*RECORDS PROVIDED:*
◇ ◇ ◇ ◇ ◇ ◇ ◇
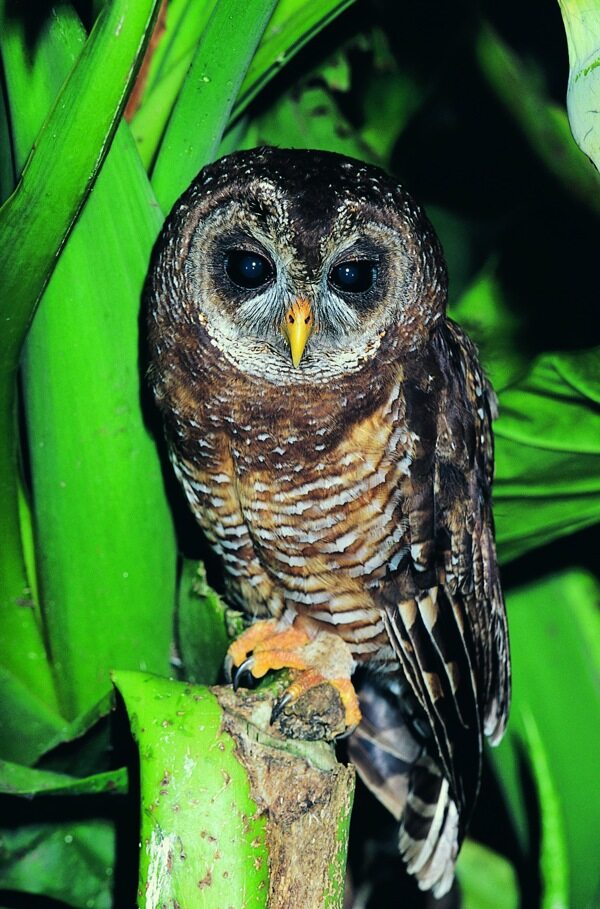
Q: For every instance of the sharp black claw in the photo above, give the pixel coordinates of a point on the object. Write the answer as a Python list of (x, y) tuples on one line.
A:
[(283, 701), (243, 671)]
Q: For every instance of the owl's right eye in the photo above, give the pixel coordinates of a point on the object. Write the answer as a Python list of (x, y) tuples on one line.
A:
[(248, 269)]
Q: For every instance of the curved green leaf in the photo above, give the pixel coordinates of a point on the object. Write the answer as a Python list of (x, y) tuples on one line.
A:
[(548, 453), (205, 102), (582, 25)]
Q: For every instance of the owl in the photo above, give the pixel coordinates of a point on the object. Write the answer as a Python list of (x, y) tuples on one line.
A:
[(330, 426)]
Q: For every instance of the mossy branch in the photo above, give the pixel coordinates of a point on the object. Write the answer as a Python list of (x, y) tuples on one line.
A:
[(234, 812)]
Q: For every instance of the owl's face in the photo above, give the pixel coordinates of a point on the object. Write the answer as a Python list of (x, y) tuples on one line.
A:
[(299, 263)]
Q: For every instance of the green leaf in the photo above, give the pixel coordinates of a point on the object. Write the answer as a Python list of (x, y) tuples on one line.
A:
[(487, 880), (200, 828), (307, 118), (553, 850), (582, 25), (185, 21), (202, 634), (483, 312), (107, 577), (65, 859), (106, 551), (292, 25), (207, 97), (555, 643), (18, 780), (544, 123), (67, 154), (548, 453), (28, 725)]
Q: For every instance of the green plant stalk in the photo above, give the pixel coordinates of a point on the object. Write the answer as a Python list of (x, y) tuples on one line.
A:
[(67, 154), (106, 574), (204, 105), (202, 841), (545, 125)]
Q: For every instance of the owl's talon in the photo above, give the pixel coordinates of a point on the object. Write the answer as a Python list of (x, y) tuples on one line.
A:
[(244, 672), (280, 706)]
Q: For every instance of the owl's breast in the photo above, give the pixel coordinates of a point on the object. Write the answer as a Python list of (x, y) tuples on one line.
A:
[(327, 520)]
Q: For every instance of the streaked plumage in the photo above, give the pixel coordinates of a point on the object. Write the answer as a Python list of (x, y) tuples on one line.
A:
[(355, 488)]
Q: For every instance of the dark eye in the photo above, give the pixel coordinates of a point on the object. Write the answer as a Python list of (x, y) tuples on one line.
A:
[(248, 269), (354, 276)]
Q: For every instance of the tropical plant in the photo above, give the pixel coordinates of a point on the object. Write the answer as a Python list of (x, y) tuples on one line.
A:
[(465, 104)]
◇ ◇ ◇ ◇ ◇ ◇ ◇
*ASSIGNMENT:* Whenever a line above contains "plant", copy that line.

*YOUR SOLUTION:*
Q: For every instance of the green plant stalk in the photo above, give the pixel coordinates of a point on the object. Write the answer as a Python list of (x, y) tuples on one line.
Q: For every instance of the tropical plant in the photo above, give the pixel coordinates of a point on the object. Write the answer as a Python list of (x, y) tuples on one line.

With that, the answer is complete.